→ **Material for this task**
## start

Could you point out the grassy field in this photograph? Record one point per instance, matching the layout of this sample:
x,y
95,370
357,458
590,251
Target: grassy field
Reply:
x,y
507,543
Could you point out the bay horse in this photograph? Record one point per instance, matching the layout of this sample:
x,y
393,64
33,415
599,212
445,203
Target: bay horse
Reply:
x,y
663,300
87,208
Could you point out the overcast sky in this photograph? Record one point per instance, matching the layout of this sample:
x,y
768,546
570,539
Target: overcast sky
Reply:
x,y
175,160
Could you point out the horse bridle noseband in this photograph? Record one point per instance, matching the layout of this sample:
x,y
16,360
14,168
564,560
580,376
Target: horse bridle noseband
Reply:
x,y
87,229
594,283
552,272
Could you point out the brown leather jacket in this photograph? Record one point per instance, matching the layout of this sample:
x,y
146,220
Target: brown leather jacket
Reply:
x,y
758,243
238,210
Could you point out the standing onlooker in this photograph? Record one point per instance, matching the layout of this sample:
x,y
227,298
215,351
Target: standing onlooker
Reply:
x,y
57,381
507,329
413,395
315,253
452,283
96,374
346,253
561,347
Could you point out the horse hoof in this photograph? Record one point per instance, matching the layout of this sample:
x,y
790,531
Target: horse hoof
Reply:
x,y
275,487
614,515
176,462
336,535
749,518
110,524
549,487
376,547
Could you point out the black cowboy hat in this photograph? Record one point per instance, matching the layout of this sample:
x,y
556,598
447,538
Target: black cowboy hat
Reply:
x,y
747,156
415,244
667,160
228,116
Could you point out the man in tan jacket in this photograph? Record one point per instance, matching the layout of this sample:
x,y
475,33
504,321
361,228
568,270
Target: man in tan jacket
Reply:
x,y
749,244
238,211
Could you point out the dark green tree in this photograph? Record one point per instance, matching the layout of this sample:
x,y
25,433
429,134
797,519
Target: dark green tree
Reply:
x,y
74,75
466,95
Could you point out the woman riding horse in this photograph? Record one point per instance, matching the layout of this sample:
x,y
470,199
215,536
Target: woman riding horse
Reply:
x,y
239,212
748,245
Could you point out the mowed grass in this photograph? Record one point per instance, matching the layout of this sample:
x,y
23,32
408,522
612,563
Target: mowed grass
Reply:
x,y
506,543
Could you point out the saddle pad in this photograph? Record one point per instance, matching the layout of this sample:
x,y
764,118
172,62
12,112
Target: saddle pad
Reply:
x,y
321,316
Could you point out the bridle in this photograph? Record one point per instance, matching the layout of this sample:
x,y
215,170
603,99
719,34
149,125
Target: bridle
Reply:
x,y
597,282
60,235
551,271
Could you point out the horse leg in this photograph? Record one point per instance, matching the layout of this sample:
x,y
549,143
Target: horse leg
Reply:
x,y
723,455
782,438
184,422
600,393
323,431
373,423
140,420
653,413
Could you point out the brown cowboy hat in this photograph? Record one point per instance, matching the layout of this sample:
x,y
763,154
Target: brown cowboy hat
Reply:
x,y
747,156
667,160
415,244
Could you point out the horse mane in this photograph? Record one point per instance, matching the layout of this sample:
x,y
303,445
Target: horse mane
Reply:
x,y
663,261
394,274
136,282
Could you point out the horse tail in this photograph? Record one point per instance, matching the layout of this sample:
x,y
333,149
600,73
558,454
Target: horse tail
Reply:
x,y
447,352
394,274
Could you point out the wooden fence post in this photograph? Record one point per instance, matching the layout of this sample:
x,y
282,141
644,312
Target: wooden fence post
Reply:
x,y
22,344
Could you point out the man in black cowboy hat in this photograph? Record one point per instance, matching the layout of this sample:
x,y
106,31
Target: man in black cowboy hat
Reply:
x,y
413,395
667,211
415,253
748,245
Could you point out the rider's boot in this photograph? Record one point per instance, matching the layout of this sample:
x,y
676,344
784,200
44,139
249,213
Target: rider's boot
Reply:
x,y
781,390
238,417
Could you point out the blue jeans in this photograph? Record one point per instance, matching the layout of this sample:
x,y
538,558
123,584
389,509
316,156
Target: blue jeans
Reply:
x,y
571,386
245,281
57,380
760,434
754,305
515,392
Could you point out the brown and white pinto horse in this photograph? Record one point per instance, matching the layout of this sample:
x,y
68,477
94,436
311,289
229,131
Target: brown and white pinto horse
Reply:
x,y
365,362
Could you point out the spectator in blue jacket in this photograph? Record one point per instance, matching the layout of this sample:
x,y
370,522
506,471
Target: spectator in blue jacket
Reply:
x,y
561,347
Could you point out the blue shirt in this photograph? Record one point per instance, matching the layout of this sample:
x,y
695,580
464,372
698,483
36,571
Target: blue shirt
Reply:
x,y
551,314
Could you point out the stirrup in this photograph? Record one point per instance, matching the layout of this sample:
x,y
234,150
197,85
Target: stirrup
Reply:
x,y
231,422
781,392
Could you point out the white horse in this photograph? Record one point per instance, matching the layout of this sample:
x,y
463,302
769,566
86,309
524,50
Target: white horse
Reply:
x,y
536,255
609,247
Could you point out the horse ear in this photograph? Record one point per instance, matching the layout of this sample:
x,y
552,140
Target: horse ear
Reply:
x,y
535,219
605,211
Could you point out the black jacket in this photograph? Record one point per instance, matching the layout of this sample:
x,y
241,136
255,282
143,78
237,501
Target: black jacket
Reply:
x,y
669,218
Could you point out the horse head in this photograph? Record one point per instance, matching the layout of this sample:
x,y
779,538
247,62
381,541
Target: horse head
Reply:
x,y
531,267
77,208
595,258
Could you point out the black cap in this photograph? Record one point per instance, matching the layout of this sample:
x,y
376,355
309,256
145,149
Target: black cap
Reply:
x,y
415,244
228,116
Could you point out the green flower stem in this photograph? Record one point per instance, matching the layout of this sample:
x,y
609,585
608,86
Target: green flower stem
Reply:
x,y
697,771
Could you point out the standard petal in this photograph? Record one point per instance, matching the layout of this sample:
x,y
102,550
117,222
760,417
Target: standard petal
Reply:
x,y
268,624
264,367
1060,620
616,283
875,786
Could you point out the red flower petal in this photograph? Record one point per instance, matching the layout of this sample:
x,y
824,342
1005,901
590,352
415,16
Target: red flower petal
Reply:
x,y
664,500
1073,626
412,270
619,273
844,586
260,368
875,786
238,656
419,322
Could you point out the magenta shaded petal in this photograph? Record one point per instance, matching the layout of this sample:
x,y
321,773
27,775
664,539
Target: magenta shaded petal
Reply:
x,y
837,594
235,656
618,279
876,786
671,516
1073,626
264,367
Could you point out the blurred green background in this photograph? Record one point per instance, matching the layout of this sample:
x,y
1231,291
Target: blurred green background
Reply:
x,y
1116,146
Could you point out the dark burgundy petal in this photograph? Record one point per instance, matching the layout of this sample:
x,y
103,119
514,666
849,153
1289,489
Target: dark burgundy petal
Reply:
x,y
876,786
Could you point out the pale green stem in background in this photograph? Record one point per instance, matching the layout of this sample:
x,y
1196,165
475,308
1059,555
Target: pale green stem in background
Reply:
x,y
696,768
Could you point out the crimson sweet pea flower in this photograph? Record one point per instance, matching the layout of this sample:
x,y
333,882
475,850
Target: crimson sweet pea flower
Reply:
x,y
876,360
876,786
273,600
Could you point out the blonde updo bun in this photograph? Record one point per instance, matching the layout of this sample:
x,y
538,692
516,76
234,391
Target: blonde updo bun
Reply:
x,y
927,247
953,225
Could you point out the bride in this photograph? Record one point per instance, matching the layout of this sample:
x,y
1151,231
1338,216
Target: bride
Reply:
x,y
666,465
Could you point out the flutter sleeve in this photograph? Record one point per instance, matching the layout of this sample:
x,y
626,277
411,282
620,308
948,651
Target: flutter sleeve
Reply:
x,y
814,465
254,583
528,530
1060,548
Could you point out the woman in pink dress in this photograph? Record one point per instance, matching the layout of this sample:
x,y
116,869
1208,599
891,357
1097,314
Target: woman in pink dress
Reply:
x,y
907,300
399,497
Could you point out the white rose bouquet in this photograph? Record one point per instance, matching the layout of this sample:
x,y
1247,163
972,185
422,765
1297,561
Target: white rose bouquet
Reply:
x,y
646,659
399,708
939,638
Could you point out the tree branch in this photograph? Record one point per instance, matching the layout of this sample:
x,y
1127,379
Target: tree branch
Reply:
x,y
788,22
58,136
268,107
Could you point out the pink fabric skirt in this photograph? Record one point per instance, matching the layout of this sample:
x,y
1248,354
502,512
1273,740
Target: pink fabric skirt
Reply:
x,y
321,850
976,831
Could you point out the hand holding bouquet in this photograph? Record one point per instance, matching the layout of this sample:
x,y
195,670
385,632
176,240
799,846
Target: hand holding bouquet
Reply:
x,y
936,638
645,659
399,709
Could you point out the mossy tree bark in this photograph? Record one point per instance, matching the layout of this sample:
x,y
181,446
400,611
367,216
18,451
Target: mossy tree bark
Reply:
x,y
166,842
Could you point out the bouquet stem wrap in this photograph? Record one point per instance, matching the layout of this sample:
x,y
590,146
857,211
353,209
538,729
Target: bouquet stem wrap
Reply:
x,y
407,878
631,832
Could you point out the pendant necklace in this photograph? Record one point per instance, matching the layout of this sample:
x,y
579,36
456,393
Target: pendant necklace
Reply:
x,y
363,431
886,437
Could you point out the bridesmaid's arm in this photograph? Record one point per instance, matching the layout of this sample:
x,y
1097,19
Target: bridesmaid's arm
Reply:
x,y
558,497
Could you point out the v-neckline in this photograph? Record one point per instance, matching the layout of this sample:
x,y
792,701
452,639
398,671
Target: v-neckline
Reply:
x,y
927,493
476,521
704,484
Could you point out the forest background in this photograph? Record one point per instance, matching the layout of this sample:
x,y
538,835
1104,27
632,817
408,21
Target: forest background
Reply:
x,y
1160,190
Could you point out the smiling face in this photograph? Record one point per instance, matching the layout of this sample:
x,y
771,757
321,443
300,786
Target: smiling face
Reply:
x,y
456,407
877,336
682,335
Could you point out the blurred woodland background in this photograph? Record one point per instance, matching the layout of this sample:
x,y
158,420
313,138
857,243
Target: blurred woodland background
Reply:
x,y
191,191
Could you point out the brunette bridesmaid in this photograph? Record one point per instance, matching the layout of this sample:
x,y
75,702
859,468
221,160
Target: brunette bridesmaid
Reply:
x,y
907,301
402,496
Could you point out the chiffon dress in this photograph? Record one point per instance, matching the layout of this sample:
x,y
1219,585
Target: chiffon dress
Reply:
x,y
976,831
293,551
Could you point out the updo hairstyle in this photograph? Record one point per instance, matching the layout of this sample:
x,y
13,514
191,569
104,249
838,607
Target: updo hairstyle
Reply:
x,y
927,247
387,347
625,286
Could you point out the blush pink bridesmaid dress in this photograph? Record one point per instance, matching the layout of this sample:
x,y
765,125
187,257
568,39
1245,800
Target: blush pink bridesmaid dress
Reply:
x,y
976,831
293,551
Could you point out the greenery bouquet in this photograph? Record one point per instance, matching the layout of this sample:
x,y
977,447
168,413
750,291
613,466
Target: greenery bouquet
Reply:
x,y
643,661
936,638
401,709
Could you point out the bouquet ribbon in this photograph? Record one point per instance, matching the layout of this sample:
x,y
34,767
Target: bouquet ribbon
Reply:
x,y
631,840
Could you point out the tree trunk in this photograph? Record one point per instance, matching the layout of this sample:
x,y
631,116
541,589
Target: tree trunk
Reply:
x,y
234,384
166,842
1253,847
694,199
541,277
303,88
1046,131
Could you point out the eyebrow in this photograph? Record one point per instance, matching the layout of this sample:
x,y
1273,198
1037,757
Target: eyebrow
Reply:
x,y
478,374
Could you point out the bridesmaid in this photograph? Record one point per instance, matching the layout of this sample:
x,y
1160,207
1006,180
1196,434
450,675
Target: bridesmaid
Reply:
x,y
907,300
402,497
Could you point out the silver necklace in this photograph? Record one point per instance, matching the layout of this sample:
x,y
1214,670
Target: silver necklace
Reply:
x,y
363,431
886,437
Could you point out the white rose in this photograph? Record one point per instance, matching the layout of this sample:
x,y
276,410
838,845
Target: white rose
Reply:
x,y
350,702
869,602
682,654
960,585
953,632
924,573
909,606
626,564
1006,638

## end

→ **Stated problem**
Extract, unchanged, the closing run of lines that opens with the line containing "Could you point out the eyebrow" and ends with the last line.

→ **Written answer**
Could you point out the eyebrow in this photograph? Record one point per instance, matching the layout of this sample:
x,y
1273,198
1037,757
Target: eyebrow
Reply:
x,y
478,374
Could you point out the bridesmaid in this photograph? Record one point per instance, matching the layout of this sample:
x,y
1160,207
1006,180
1196,434
450,675
Target: bridesmaid
Reply:
x,y
907,300
402,497
Could you point out the silver necklace in this photograph? Record one point per instance, matching the layout of this sample:
x,y
1214,670
Target: silver necklace
Reply:
x,y
363,431
886,437
Could you point out the white rose in this photograph? Record one point per instance, matching the layout of this sample:
x,y
276,410
838,845
Target: white rose
Reply:
x,y
350,702
869,602
682,654
960,585
953,632
924,573
909,606
626,564
1006,638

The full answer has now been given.